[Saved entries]

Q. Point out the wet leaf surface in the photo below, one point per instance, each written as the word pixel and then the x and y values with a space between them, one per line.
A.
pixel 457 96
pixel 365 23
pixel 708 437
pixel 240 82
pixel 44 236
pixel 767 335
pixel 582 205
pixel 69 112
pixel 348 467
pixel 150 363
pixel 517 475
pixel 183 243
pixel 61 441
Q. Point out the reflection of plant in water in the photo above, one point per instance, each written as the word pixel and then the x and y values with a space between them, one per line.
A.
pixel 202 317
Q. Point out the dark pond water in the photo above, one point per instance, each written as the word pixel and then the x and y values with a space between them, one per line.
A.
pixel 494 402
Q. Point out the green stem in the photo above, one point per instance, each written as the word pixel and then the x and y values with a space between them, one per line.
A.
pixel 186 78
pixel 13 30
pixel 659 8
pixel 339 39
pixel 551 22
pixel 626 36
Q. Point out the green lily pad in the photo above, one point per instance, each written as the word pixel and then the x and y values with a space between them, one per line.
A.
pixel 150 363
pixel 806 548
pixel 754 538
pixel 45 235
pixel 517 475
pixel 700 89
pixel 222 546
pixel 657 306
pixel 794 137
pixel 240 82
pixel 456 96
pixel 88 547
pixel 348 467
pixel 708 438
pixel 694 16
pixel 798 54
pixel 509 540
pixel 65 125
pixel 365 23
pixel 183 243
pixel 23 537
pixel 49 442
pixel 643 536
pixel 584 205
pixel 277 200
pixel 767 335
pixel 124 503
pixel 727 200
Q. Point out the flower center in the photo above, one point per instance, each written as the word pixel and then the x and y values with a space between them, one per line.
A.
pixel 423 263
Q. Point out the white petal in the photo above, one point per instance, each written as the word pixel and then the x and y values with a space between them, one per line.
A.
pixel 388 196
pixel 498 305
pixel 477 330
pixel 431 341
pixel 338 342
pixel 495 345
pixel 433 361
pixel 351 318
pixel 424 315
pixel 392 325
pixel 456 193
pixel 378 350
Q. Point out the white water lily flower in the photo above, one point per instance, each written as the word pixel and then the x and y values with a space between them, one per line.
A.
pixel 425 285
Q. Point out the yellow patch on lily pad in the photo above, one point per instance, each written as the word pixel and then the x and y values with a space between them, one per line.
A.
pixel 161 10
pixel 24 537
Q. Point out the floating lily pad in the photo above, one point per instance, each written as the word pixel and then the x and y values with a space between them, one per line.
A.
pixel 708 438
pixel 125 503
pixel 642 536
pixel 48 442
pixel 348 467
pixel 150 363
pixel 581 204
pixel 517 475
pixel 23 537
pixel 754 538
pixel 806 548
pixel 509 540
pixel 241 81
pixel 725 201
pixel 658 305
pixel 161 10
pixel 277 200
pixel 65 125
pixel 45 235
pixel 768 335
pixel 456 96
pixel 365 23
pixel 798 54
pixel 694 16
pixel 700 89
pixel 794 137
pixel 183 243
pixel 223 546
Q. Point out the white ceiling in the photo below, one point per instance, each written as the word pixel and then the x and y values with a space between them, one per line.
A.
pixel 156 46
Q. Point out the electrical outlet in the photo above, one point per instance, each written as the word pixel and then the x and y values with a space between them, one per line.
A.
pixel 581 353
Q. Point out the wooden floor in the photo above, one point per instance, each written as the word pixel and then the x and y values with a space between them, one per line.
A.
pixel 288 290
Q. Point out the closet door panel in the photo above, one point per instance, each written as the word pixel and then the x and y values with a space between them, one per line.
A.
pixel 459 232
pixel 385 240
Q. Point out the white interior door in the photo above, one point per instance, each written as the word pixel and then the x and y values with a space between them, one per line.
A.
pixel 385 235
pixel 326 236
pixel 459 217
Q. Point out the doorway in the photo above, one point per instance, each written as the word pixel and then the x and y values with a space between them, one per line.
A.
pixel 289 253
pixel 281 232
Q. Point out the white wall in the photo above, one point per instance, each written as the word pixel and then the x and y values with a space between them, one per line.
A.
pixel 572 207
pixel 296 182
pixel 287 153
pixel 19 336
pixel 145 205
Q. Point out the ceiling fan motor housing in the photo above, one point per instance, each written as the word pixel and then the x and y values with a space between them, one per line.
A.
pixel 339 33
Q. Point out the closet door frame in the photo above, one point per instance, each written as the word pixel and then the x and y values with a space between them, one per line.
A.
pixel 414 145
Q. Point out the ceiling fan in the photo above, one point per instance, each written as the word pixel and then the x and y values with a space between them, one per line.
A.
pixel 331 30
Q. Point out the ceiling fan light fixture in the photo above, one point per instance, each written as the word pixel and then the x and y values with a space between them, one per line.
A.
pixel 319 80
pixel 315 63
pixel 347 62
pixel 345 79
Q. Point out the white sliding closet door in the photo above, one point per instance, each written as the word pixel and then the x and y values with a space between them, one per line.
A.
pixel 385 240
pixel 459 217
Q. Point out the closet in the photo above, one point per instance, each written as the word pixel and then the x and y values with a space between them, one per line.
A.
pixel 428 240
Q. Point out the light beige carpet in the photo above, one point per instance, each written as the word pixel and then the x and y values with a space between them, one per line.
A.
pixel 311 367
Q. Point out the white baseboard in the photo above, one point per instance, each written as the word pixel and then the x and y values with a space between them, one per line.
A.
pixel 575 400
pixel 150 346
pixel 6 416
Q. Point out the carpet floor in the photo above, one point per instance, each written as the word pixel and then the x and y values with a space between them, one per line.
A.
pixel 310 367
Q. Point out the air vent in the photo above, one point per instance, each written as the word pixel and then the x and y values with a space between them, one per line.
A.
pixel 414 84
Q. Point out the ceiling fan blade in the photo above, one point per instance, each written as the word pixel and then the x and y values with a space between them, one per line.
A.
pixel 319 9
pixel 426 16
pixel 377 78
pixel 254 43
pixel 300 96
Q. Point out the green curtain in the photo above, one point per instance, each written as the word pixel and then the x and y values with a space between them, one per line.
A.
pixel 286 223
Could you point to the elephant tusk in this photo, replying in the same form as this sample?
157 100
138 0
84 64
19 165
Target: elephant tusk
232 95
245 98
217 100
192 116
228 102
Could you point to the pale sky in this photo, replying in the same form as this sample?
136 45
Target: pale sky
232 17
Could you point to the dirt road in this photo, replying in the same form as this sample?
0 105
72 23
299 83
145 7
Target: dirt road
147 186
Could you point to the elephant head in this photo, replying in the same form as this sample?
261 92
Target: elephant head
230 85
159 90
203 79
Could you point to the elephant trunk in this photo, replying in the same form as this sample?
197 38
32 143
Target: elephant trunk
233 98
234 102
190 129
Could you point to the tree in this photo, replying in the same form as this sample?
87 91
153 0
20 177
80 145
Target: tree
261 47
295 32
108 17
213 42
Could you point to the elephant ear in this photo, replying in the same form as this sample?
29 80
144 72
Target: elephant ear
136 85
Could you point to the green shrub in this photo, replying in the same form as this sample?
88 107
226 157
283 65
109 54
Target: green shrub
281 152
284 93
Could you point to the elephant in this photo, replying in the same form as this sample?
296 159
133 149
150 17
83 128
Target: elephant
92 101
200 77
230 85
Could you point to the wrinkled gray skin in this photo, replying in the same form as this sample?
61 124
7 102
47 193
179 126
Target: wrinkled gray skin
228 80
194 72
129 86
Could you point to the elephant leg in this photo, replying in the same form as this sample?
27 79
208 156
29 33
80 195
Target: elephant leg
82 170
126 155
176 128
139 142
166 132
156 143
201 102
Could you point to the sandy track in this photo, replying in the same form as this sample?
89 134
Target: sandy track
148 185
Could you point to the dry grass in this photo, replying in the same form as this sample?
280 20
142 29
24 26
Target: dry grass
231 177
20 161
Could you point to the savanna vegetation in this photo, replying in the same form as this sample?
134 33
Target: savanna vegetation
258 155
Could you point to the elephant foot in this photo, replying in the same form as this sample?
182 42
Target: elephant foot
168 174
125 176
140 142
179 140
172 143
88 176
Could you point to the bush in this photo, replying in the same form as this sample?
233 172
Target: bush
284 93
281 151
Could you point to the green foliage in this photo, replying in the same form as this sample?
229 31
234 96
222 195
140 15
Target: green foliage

- **TASK STATEMENT**: Show every line of the records above that contains the word "below".

- **SOLUTION FOR THIS TASK**:
Q. Point out the wet leaf surface in the photo below, one point per instance, each written as the word pixel and then the x and y values with a space between them, one per line.
Q. Point out the white ceiling in the photo below, one point per instance, each written as the word pixel and then the x and y values with a space between them, one per line.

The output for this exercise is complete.